» **EXTRACT TO READ**
■ ■ ■ ■

In terms of the numerical solution of partial differential equations, the fully implicit method [2, 3, 17, 20, 24, 26, 32, 36] is a widely preferred approach to solve various problems arising from the discretization of subsurface fluid flows. The fully implicit scheme is unconditionally stable and can relax the stability requirement of the Courant-Friedrichs-Lewy (CFL) condition. It therefore provides a consistent and robust way to simulate the subsurface fluid flow problem in long-term and extreme-scale computations. In particular, a great advantage of the fully implicit algorithm is that the corresponding nonlinear equations are implicitly solved in a monolithic way. This characteristic feature strengthens its potential to allow the addition of more physics and the introduction of more equations without changing much of the simulator framework, which greatly expands the scope of application of the fully implicit approach. In spite of being stable for arbitrary large time steps, when a fully implicit scheme is applied, one must solve a large, sparse, and ill-conditioned linear system at each nonlinear iteration. It remains challenging and important to design robust and scalable solvers for the large scale simulations on high performance computing platforms. In this study, we employ the framework of Newton–Krylov algorithms [5, 7, 11, 15, 21, 34] to guarantee the nonlinear consistency, and mainly focus our efforts on designing an efficient preconditioning strategy to substantially reduce the condition number of the linear system.
In reservoir simulations, some effective preconditioning techniques, such as block preconditioners [14, 18, 33], the Constrained Residual Pressure (CPR) preconditioning approach [30, 31, 32], the domain decomposition methods [20, 26, 36, 37], and the algebraic or geometric multigrid algorithms [2, 3, 24, 32], are flexible and capable of addressing the inherent ill-conditioning of a complicated physics system, and hence have received increasingly more attentions in recent years. The focus of this paper is on the domain decomposition approach by which we propose a family of one-level or multilevel restricted additive Schwarz preconditioners. The original overlapping additive Schwarz (AS) method was introduced for the solution of symmetric positive definite elliptic finite element problems, and was later extended to many other nonlinear or linear systems [6, 29]. In the AS method, it follows the divide-and-conquer technique by recursively breaking down a problem into more sub-problems of the same or related type, and its communication only occurs between neighboring subdomains during the restriction and extension processes. Moreover, the additive Schwarz preconditioner does not require any splitting of the nonlinear system. Hence, it can serve as a basis of efficient algorithms that are naturally suitable for massively parallel computing. In particular, the approach can be combined with certain variants of restriction operators in a robust and efficient way, such as the so-called restricted additive Schwarz (RAS) method proposed by Xiao-Chuan Cai et al. in [4, 6]. Hence, it can significantly improve the physical feasibility of the solver and substantial reduce the total computing time, and has proven to be very efficient in a variety of applications [16, 23, 26, 32, 36, 38]. Recently, the overlapping restricted additive Schwarz method in conjunction with a variant of inexact Newton methods has been applied successfully to the two-phase flow problem [36] and the black oil model [32, 37]. It was demonstrated that the one-level Schwarz preconditioner is scalable in terms of the numbers of nonlinear and linear iterations, but not in terms of the total compute time when the number of processors becomes large, which means the requirement of the family of multilevel methods [16, 23, 28, 29].

■ ■ ■ ■

» **EXERCISE DATA**
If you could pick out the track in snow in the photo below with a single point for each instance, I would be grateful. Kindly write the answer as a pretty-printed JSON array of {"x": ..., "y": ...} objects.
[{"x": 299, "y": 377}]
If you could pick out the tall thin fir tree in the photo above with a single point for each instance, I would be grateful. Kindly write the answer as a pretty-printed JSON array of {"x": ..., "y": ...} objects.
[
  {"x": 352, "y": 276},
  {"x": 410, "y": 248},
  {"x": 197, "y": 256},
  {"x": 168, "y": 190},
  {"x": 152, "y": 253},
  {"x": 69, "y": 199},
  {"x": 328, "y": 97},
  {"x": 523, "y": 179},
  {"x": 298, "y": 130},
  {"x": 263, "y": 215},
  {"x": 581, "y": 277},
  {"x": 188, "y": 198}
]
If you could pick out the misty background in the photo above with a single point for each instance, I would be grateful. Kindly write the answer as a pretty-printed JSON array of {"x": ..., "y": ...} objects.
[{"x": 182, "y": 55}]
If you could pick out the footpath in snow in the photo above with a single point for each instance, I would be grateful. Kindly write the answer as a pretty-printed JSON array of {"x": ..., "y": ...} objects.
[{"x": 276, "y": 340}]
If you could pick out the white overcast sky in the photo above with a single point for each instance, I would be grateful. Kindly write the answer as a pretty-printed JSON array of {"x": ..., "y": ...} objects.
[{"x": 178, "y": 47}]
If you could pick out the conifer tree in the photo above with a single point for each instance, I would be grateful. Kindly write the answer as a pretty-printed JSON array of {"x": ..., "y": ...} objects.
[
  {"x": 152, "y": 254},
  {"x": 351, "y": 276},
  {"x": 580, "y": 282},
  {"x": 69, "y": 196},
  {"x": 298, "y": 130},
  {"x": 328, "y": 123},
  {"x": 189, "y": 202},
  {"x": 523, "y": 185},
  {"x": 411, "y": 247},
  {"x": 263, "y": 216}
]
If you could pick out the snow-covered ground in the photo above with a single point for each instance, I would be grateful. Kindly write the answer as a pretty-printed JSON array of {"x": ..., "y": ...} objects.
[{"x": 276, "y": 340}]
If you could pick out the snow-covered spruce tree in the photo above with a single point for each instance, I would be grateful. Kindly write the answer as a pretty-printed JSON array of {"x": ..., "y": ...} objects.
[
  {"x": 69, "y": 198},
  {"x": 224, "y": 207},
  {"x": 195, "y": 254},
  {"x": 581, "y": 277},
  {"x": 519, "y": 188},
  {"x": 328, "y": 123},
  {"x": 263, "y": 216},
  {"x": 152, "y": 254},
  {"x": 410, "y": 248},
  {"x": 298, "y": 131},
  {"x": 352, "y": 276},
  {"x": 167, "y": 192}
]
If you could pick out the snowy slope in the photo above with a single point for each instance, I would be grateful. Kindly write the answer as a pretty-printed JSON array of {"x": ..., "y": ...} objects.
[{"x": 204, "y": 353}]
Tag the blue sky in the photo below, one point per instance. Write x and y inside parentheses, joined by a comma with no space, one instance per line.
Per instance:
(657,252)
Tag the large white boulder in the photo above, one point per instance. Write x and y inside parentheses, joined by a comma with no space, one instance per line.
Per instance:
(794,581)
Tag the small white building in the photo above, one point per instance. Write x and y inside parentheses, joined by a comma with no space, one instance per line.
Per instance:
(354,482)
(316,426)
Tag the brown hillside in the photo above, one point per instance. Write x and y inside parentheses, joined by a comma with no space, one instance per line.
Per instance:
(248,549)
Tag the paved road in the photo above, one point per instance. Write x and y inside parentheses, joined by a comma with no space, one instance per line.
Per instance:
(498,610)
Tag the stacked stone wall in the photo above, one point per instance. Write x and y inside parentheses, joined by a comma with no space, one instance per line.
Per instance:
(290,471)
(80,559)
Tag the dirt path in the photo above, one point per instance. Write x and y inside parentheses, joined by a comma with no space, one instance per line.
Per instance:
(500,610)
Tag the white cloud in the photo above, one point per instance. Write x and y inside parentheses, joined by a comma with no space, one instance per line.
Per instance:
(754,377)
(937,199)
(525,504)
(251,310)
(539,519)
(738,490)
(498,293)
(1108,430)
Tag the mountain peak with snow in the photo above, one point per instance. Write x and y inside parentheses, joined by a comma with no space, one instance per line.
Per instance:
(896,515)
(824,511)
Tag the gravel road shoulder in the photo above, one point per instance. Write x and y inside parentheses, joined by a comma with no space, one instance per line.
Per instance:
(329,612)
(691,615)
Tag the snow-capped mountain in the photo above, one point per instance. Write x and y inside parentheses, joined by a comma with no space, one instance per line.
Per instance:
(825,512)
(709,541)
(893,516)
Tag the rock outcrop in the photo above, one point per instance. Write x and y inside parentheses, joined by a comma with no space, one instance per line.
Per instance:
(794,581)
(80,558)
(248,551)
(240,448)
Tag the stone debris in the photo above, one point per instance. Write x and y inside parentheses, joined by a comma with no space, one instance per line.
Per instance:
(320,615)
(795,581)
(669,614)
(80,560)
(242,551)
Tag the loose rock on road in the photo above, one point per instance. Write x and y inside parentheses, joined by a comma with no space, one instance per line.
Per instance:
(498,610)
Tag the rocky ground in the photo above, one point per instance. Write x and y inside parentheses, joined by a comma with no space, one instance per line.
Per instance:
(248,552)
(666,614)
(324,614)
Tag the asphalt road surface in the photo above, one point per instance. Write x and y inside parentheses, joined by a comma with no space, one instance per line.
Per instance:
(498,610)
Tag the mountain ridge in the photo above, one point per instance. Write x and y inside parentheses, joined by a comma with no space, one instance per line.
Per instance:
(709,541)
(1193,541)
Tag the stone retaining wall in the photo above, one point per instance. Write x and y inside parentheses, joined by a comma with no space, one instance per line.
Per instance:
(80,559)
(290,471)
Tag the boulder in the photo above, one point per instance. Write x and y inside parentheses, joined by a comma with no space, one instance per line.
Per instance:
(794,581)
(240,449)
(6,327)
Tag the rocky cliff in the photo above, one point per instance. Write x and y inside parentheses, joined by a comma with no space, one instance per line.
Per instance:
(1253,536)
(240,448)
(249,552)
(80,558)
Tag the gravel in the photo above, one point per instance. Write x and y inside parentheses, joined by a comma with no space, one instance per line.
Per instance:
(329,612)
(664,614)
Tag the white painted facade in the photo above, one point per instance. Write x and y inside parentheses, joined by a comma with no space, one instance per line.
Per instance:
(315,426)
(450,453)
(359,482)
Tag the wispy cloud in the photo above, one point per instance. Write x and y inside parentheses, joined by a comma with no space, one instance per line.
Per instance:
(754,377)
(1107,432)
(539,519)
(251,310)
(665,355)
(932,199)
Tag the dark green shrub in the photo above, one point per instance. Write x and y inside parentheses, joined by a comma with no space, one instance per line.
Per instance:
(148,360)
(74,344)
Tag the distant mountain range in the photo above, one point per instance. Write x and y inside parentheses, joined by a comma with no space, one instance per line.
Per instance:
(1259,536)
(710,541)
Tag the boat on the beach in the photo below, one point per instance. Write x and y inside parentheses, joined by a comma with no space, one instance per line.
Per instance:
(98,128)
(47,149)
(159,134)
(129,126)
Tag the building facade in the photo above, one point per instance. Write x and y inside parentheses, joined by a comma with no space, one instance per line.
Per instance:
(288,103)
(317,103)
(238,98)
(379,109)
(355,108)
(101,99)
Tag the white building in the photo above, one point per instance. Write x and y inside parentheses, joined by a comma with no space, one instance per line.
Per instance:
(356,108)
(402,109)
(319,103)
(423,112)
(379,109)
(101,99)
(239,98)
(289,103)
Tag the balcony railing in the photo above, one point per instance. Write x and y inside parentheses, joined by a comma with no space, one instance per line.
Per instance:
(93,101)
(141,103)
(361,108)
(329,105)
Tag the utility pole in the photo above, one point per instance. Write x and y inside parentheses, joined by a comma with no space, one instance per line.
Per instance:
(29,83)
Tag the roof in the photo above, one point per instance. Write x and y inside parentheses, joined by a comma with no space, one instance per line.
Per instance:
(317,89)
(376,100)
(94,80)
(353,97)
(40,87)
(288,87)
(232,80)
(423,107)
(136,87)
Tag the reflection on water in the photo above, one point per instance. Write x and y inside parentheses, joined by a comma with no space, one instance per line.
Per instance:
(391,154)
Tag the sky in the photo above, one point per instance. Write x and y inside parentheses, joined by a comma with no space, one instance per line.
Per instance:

■ ■ ■ ■

» **INSTRUCTION 1**
Extract each line of the records that contains the word "answer".
» **INSTRUCTION 2**
Proceed with the passage on preconditioners for subsurface flow simulation, starting after its final sentence.
The passage on solving subsurface flow equations and the records are unrelated material.

» **EXPECTED OUTPUT 1**
If you could pick out the track in snow in the photo below with a single point for each instance, I would be grateful. Kindly write the answer as a pretty-printed JSON array of {"x": ..., "y": ...} objects.
If you could pick out the tall thin fir tree in the photo above with a single point for each instance, I would be grateful. Kindly write the answer as a pretty-printed JSON array of {"x": ..., "y": ...} objects.
If you could pick out the misty background in the photo above with a single point for each instance, I would be grateful. Kindly write the answer as a pretty-printed JSON array of {"x": ..., "y": ...} objects.
If you could pick out the footpath in snow in the photo above with a single point for each instance, I would be grateful. Kindly write the answer as a pretty-printed JSON array of {"x": ..., "y": ...} objects.
If you could pick out the white overcast sky in the photo above with a single point for each instance, I would be grateful. Kindly write the answer as a pretty-printed JSON array of {"x": ..., "y": ...} objects.
If you could pick out the conifer tree in the photo above with a single point for each instance, I would be grateful. Kindly write the answer as a pretty-printed JSON array of {"x": ..., "y": ...} objects.
If you could pick out the snow-covered ground in the photo above with a single point for each instance, I would be grateful. Kindly write the answer as a pretty-printed JSON array of {"x": ..., "y": ...} objects.
If you could pick out the snow-covered spruce tree in the photo above with a single point for each instance, I would be grateful. Kindly write the answer as a pretty-printed JSON array of {"x": ..., "y": ...} objects.
If you could pick out the snowy slope in the photo above with a single point for each instance, I would be grateful. Kindly write the answer as a pretty-printed JSON array of {"x": ..., "y": ...} objects.

» **EXPECTED OUTPUT 2**
In this work, to take advantage of modern supercomputers for large-scale reservoir simulations, we propose and develop the overlapping restricted additive Schwarz preconditioner into a general multilevel framework for solving discrete systems coming from fully implicit discretizations. We show that, with this new feature, our proposed approach is more robust and efficient for problems with highly heterogeneous media, and can scale optimally to a number of processors on the Tianhe-2 supercomputer. We would like to pointing out that designing a good strategy for the multilevel approach is both time-consuming and challenging, as it requires extensive knowledge of the general-purpose framework of interests, such as the selection of coarse-to-fine mesh ratios, the restriction and interpolation operators, and the solvers for the smoothing and coarse-grid correction. To the best of our knowledge, very limited research has been conducted to apply the multilevel restricted additive Schwarz preconditioning technique for the fully implicit solution of petroleum reservoirs.
The outline of the paper is as follows. In Section 2, we introduce the governing equations of subsurface flows with Peng-Robinson equation of state, followed by the corresponding fully implicit discretization. In Section 3, a family of multilevel restricted additive Schwarz preconditioners, as the most important part of the fully implicit solver, is presented in detail. We show numerical results for some 2D and 3D realistic benchmark problems in Section 4 to demonstrate the robustness and scalability of the proposed preconditioner. The paper is concluded in Section 5.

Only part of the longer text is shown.